» **Selected extract**
______

Aristotle criticized the monopolization of arms-bearing by a single class in Hippodamus' "Best State" writings, arguing that this would lead to oppression of the "farmers" and the "workers" by the arms-bearing class. Aristotle's own concept of polity included a large middle class in which each citizen fulfilled all three functions of self-legislation, arms bearing, and working."

===Urban planner===
According to Aristotle, he was the first urban planner to focus attention to proper arrangements of cities. He laid out the Piraeus (the port of Athens) for Pericles, with wide streets radiating from the central Agora, which was generally called the Hippodameia (Ἱπποδάμεια) in his honour, and built the refounded city of Rhodes in the form of a theater. In 440 BC he went out among the Athenian colonists and planned the new city of Thurium (later Thurii), in Magna Graecia, with streets crossing at right angles; as a consequence he is sometimes referred to as Hippodamus of Thurium. His principles were later adopted in many important cities, such as Halicarnassus, Alexandria and Antioch.

Strabo credited the architect of Piraeus with the layout of the new city of Rhodes in 408 BC; however, as Hippodamus was involved in 479 BC with helping the reconstruction of Miletus he would have been very old when this project took place.

The grid plans attributed to him consisted of series of broad, straight streets, cutting one another at right angles. In Miletus we can find the prototype plan of Hippodamus. What is most impressive in his plan is a wide central area, which was kept unsettled according to his macro-scale urban prediction/estimation and in time evolved to the "Agora", the centre of both the city and the society.

===Writings===
The Urban Planning Study for Piraeus (451 BC), which is considered to be a work of Hippodamus, formed the planning standards of that era and was used in many cities of the classical epoch. According to this study, neighbourhoods of around 2,400 m^{2} blocks were constructed where small groups of 2-floor houses were built. The houses were lined up with walls separating them while the main facets were towards the south. The same study uses polynomial formulas for the pumping infrastructure manufacture.

______

» **Information**
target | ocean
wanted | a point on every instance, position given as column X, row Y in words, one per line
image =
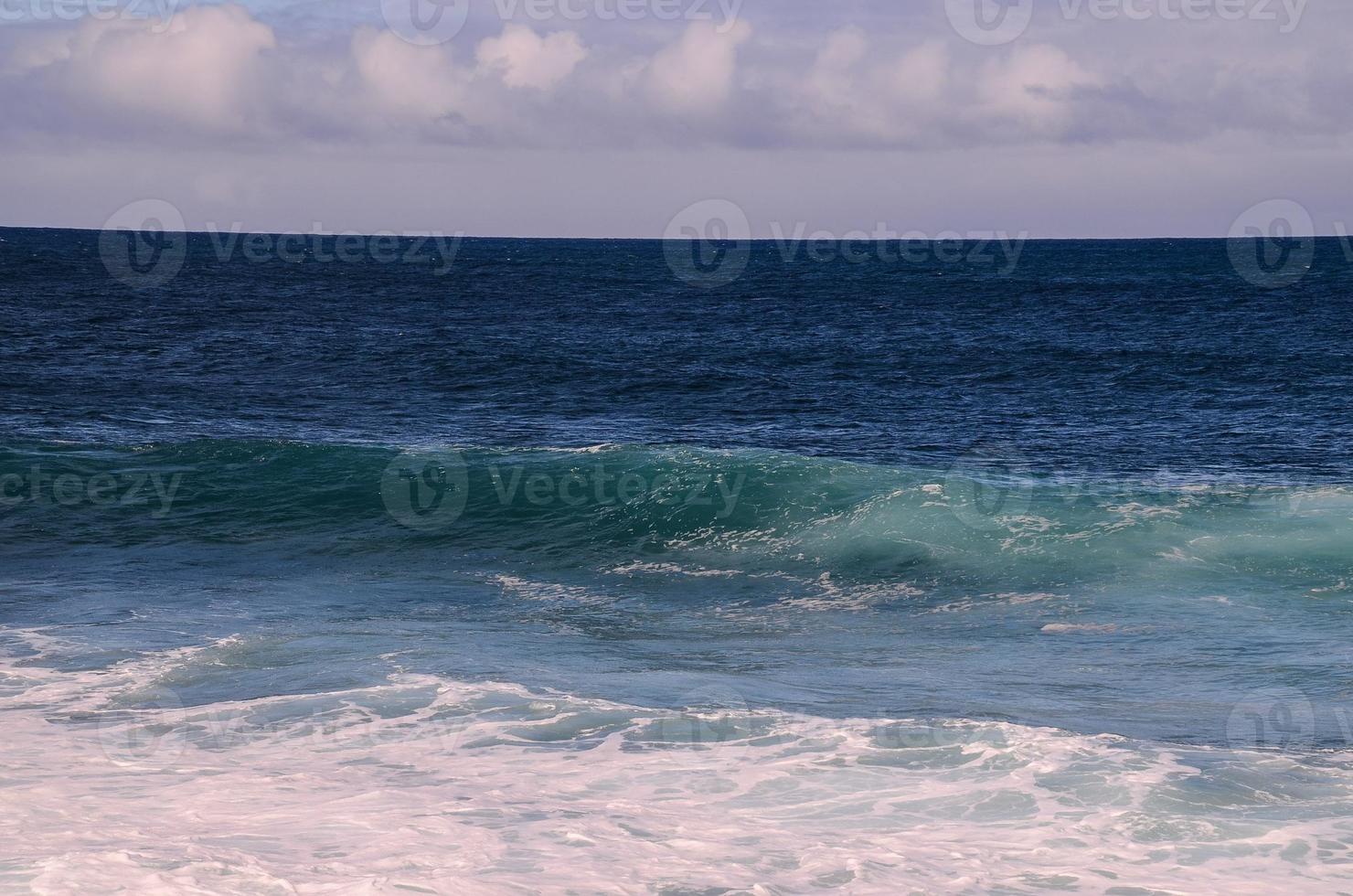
column 505, row 566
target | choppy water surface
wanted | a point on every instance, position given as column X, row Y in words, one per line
column 559, row 574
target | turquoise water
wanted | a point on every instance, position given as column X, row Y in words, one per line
column 558, row 575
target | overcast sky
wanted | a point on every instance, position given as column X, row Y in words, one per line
column 1060, row 118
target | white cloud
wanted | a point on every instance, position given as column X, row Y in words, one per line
column 205, row 69
column 1035, row 86
column 403, row 80
column 696, row 75
column 524, row 59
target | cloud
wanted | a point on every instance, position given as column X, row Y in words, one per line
column 402, row 80
column 203, row 69
column 696, row 73
column 1034, row 86
column 524, row 59
column 223, row 73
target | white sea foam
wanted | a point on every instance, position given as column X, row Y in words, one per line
column 431, row 785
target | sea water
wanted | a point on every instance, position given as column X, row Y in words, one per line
column 552, row 571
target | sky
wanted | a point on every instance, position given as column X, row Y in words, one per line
column 619, row 118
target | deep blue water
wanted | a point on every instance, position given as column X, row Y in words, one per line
column 1100, row 493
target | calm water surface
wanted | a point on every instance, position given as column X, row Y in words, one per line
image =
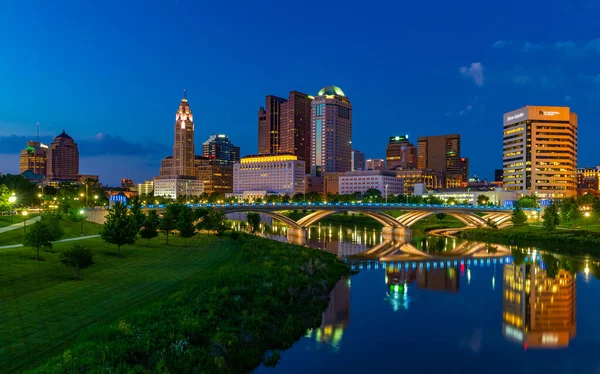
column 441, row 305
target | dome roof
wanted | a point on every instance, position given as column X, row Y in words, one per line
column 331, row 90
column 63, row 135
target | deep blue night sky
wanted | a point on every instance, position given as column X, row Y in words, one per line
column 112, row 73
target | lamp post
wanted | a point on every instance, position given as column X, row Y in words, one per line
column 12, row 199
column 82, row 212
column 25, row 221
column 386, row 194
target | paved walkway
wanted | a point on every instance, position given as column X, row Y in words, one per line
column 19, row 225
column 58, row 241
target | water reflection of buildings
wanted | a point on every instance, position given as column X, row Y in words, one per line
column 539, row 311
column 336, row 317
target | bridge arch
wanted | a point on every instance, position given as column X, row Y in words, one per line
column 469, row 219
column 276, row 216
column 384, row 219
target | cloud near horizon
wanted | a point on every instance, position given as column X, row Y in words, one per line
column 474, row 71
column 101, row 144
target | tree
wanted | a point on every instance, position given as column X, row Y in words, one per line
column 120, row 227
column 78, row 258
column 38, row 236
column 518, row 216
column 551, row 217
column 150, row 226
column 136, row 211
column 185, row 224
column 168, row 223
column 215, row 220
column 482, row 200
column 441, row 216
column 253, row 221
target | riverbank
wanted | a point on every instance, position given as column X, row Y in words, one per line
column 571, row 242
column 229, row 305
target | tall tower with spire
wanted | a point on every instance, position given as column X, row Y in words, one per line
column 182, row 161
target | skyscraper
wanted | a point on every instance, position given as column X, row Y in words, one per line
column 63, row 159
column 34, row 158
column 220, row 148
column 400, row 152
column 540, row 151
column 269, row 125
column 440, row 153
column 331, row 133
column 358, row 160
column 294, row 135
column 182, row 161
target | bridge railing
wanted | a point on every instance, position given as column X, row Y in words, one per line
column 287, row 206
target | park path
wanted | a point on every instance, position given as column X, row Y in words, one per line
column 19, row 225
column 58, row 241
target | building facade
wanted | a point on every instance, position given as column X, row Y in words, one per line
column 331, row 132
column 430, row 178
column 361, row 181
column 174, row 188
column 34, row 158
column 182, row 161
column 375, row 164
column 220, row 148
column 275, row 174
column 269, row 125
column 358, row 160
column 63, row 159
column 588, row 180
column 400, row 153
column 540, row 151
column 294, row 135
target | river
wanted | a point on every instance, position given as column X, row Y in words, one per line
column 445, row 305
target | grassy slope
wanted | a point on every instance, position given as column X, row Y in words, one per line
column 72, row 230
column 6, row 220
column 43, row 310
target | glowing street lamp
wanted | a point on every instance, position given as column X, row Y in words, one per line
column 25, row 221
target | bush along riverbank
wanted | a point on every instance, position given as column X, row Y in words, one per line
column 572, row 242
column 235, row 318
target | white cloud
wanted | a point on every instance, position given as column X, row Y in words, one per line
column 475, row 72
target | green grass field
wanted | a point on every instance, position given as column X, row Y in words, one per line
column 43, row 310
column 72, row 230
column 6, row 220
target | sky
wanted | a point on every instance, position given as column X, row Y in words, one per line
column 112, row 73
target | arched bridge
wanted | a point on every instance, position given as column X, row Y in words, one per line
column 477, row 216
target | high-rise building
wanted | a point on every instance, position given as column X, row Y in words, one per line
column 215, row 176
column 331, row 132
column 294, row 135
column 269, row 125
column 540, row 151
column 400, row 152
column 34, row 158
column 375, row 164
column 63, row 159
column 182, row 161
column 268, row 174
column 539, row 310
column 220, row 148
column 358, row 160
column 588, row 180
column 440, row 153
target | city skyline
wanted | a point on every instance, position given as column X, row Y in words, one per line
column 482, row 77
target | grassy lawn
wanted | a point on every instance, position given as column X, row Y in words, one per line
column 6, row 220
column 43, row 310
column 71, row 230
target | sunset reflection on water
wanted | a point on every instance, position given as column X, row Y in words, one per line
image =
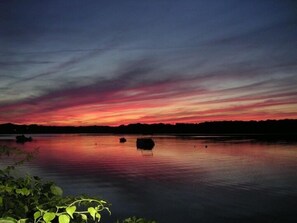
column 214, row 180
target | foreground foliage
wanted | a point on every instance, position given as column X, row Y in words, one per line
column 30, row 200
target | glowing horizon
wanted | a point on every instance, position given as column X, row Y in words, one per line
column 106, row 64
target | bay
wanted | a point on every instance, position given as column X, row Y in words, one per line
column 182, row 179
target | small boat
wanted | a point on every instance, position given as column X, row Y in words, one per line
column 145, row 143
column 123, row 140
column 23, row 139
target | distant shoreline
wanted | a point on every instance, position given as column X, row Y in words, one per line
column 278, row 128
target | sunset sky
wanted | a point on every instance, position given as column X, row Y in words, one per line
column 113, row 62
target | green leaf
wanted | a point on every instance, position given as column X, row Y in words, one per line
column 84, row 217
column 92, row 212
column 8, row 220
column 37, row 214
column 64, row 218
column 56, row 190
column 49, row 216
column 71, row 210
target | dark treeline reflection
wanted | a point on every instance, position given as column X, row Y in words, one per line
column 280, row 127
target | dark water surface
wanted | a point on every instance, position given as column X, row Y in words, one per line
column 178, row 181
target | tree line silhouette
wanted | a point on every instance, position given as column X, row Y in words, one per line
column 282, row 127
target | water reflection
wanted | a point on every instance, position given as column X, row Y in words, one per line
column 180, row 180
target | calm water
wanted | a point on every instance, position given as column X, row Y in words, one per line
column 178, row 181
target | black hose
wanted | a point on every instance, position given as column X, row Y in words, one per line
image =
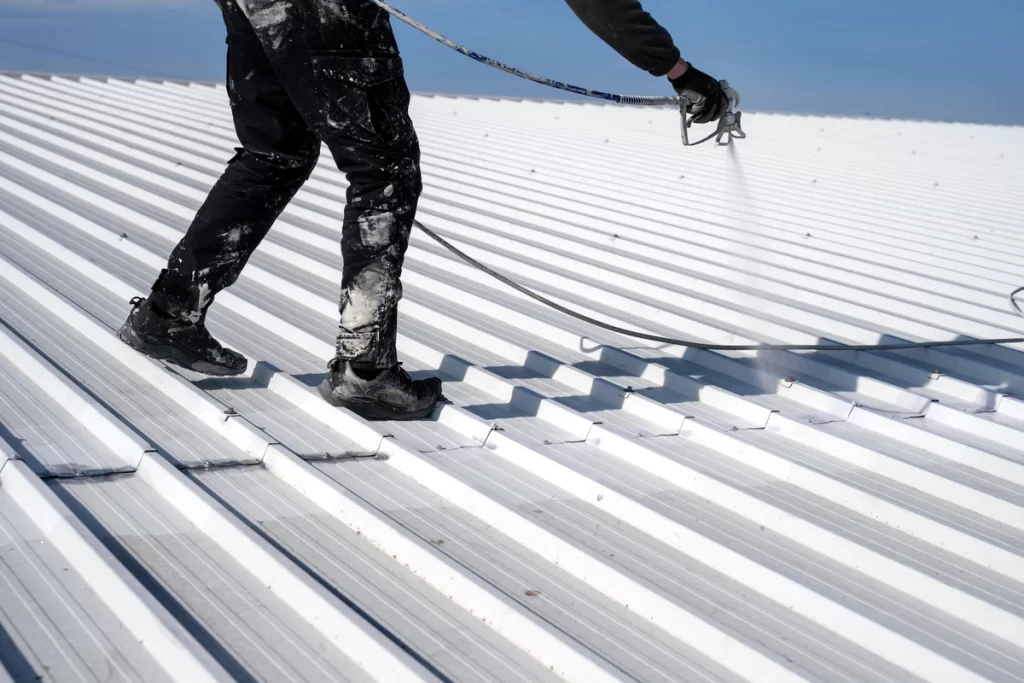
column 699, row 345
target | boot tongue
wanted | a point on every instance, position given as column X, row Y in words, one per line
column 366, row 372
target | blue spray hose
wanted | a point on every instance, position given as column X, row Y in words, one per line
column 641, row 100
column 651, row 101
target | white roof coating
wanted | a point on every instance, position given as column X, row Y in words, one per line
column 589, row 507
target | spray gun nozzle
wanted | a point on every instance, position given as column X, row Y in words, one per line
column 728, row 125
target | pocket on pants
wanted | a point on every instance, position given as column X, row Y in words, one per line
column 368, row 93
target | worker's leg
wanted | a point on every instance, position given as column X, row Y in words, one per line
column 278, row 154
column 346, row 77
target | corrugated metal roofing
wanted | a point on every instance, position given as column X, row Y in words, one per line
column 590, row 507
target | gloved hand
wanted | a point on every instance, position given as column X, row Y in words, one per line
column 708, row 100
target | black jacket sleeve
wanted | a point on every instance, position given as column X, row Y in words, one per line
column 630, row 31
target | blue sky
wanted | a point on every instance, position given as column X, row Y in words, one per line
column 931, row 59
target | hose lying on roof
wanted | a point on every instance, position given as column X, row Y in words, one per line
column 644, row 100
column 714, row 347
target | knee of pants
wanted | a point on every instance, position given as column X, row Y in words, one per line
column 278, row 166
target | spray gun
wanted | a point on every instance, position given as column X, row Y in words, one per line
column 728, row 125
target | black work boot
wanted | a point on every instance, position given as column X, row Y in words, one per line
column 387, row 394
column 179, row 342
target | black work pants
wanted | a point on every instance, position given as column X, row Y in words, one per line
column 301, row 73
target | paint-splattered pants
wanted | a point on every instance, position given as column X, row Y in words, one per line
column 301, row 73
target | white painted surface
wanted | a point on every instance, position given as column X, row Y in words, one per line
column 588, row 507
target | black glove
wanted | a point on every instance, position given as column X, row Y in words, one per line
column 708, row 100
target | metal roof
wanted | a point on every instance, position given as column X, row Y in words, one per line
column 589, row 507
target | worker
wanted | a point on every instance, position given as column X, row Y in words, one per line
column 302, row 73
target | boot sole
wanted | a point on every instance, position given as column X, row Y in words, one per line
column 173, row 355
column 371, row 411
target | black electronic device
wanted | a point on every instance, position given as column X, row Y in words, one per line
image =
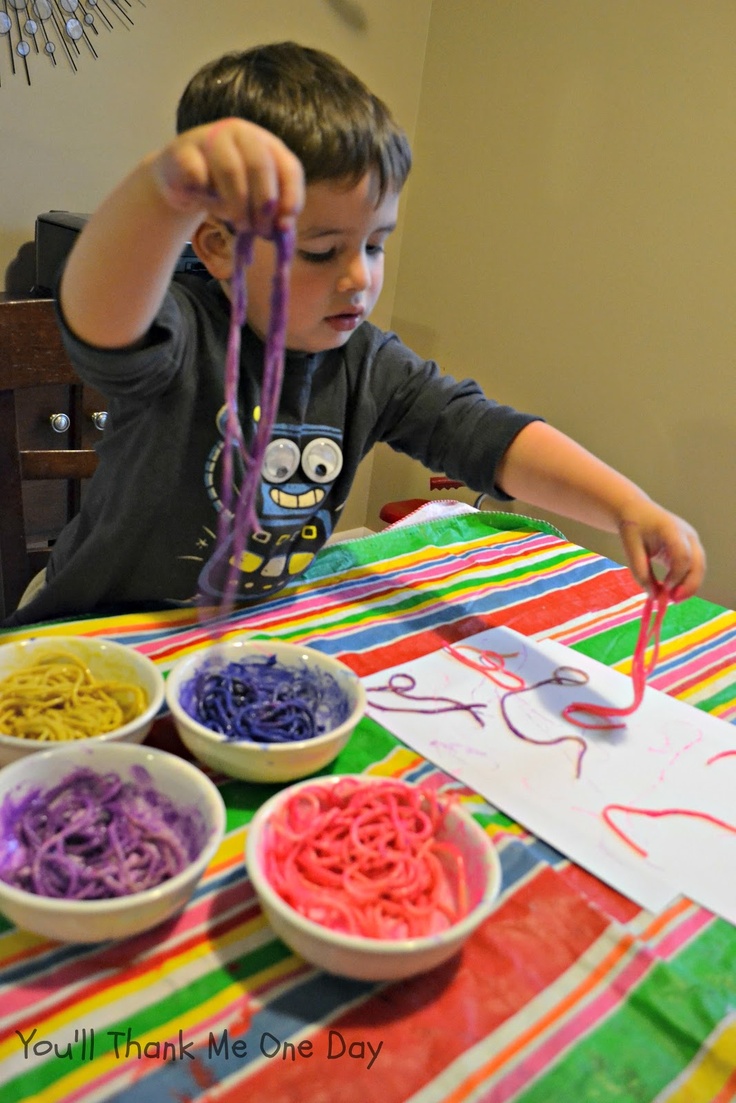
column 55, row 234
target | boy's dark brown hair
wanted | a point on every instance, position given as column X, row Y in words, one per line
column 321, row 110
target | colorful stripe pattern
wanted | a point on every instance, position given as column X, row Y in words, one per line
column 568, row 991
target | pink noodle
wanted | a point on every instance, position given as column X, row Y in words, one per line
column 649, row 632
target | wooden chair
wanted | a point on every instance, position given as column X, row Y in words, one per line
column 32, row 355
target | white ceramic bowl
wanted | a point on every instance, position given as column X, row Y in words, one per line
column 362, row 957
column 263, row 762
column 120, row 917
column 106, row 660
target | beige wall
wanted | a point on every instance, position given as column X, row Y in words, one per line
column 571, row 237
column 67, row 138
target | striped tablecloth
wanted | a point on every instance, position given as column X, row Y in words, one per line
column 567, row 994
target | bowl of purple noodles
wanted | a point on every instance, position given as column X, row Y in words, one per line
column 102, row 842
column 264, row 710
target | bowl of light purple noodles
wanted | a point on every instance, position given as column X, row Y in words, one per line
column 264, row 710
column 102, row 842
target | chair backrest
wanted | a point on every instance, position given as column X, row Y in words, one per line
column 32, row 355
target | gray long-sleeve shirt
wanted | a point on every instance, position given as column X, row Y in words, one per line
column 147, row 531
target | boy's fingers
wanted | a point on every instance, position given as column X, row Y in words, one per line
column 637, row 555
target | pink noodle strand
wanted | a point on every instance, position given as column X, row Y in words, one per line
column 649, row 633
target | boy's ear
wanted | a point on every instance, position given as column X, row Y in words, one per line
column 213, row 244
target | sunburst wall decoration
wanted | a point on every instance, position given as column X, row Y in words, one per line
column 56, row 31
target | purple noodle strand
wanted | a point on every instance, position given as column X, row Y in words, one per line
column 238, row 521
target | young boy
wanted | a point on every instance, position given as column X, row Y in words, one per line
column 275, row 138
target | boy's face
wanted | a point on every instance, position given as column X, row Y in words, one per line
column 337, row 272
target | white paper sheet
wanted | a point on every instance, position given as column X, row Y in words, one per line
column 659, row 761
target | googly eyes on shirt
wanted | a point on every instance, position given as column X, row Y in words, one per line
column 281, row 460
column 321, row 460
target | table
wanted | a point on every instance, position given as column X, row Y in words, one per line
column 568, row 992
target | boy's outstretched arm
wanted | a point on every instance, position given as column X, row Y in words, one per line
column 545, row 468
column 121, row 264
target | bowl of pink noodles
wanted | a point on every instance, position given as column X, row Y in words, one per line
column 371, row 877
column 264, row 710
column 103, row 842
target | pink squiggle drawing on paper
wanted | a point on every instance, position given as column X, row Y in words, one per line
column 656, row 814
column 563, row 676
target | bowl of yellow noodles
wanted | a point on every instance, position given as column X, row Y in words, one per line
column 55, row 691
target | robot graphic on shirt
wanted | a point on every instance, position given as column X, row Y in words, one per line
column 300, row 466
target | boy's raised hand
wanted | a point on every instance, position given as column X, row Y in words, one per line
column 234, row 170
column 651, row 536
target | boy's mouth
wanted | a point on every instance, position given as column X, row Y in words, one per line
column 345, row 321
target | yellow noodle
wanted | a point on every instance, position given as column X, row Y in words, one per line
column 59, row 698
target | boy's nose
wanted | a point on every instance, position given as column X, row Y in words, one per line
column 356, row 275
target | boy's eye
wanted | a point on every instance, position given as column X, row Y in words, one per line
column 317, row 258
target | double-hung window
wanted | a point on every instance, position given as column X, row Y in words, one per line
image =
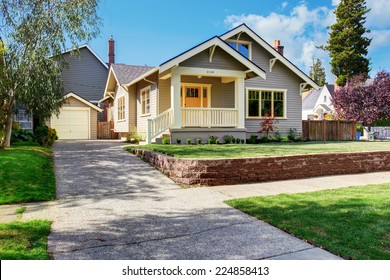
column 266, row 103
column 243, row 47
column 121, row 108
column 145, row 101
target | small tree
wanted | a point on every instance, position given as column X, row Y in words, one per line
column 317, row 72
column 362, row 102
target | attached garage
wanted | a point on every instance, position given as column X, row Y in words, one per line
column 77, row 119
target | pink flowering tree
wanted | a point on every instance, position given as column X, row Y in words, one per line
column 363, row 102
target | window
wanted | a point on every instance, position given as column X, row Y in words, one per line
column 145, row 101
column 263, row 103
column 121, row 108
column 244, row 48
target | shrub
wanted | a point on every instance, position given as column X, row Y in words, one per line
column 133, row 137
column 292, row 134
column 166, row 140
column 264, row 139
column 212, row 139
column 45, row 136
column 228, row 139
column 252, row 139
column 20, row 135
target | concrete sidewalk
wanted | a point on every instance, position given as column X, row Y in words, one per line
column 112, row 205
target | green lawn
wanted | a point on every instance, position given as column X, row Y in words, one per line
column 24, row 241
column 351, row 222
column 26, row 174
column 268, row 149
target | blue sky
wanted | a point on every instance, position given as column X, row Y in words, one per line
column 149, row 32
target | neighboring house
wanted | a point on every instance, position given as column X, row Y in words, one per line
column 84, row 81
column 317, row 103
column 224, row 86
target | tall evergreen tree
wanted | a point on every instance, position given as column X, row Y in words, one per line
column 317, row 72
column 348, row 42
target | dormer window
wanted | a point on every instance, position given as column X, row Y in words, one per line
column 243, row 47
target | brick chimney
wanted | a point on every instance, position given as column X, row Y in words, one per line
column 111, row 51
column 278, row 47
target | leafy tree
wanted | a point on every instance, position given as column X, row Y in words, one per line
column 364, row 102
column 33, row 35
column 317, row 72
column 348, row 44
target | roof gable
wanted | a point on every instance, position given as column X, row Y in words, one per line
column 213, row 42
column 243, row 28
column 91, row 51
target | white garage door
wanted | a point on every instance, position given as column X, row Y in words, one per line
column 71, row 124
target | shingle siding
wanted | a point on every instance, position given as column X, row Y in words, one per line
column 86, row 75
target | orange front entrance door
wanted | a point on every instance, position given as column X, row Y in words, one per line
column 193, row 96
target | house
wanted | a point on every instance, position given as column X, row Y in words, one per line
column 84, row 81
column 224, row 86
column 317, row 103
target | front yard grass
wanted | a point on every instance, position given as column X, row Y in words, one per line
column 24, row 241
column 266, row 149
column 26, row 174
column 353, row 222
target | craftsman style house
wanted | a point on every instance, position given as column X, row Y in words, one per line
column 224, row 86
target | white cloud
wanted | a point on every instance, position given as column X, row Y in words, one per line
column 300, row 31
column 379, row 14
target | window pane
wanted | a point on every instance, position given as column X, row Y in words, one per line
column 244, row 50
column 253, row 108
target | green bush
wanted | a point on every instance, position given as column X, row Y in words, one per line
column 20, row 135
column 45, row 136
column 166, row 140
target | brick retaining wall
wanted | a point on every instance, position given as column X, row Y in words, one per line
column 211, row 172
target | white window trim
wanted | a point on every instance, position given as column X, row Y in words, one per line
column 208, row 86
column 266, row 89
column 242, row 43
column 123, row 109
column 148, row 88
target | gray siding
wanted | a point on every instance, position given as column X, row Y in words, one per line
column 86, row 76
column 280, row 78
column 221, row 60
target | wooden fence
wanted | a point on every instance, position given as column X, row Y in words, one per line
column 329, row 130
column 106, row 130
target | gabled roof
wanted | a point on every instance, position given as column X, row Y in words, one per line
column 244, row 28
column 89, row 48
column 125, row 74
column 215, row 41
column 82, row 100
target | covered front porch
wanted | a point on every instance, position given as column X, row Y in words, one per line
column 202, row 101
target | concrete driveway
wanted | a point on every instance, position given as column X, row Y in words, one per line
column 112, row 205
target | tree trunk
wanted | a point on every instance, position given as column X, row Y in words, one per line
column 8, row 125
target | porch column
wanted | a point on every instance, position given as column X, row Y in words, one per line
column 175, row 100
column 240, row 101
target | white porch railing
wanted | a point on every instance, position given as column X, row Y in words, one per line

______

» **Questions**
1: From the passage on Hippodamus, list the cities that later adopted his principles.
2: Continue the passage on Hippodamus from its final sentence.

» **Results in order**
1: Halicarnassus, Alexandria, Antioch

2:
==Philosophy==
From Hippodamus came the earliest notions of patent law. Hippodamus proposed that society should reward those individuals who create things useful for society. Aristotle criticized the practical utilitarian approach of Hippodamus and implicated the inherent tension in rewarding individuals for doing good; i.e. that by rewarding individuals for doing good, the individuals will do good for the reward over the benefit of the state. The state could actually suffer because of the allure of individual rewards, since individuals may propose notions that weaken the state. Aristotle essentially foreshadowed the inherent tension between private rewards for social benefits - the potential diversion between individual and societal interests. Aristotle's greatest criticism of Hippodamus, however, is that rewarding individuals "who discover something advantageous for the city ... is not safe, though it sounds appealing." For while innovation is of great benefit to the arts and sciences, "change in an art is not like change in law; for law has no strength with respect to obedience apart from habit, and this is not created except over a period of time. Hence the easy alteration of existing laws in favour of new and different ones weakens the power of law itself."

Hippodamus does not seem to have been involved in politics, but several writings attributed to him dealt with issues of the state, including Περί Πολιτείας (On the State), Περί Ευδαιμονίας (On Happiness), Πυθαγορίζουσαι Θεωρίαι (Pythagoras Theorems).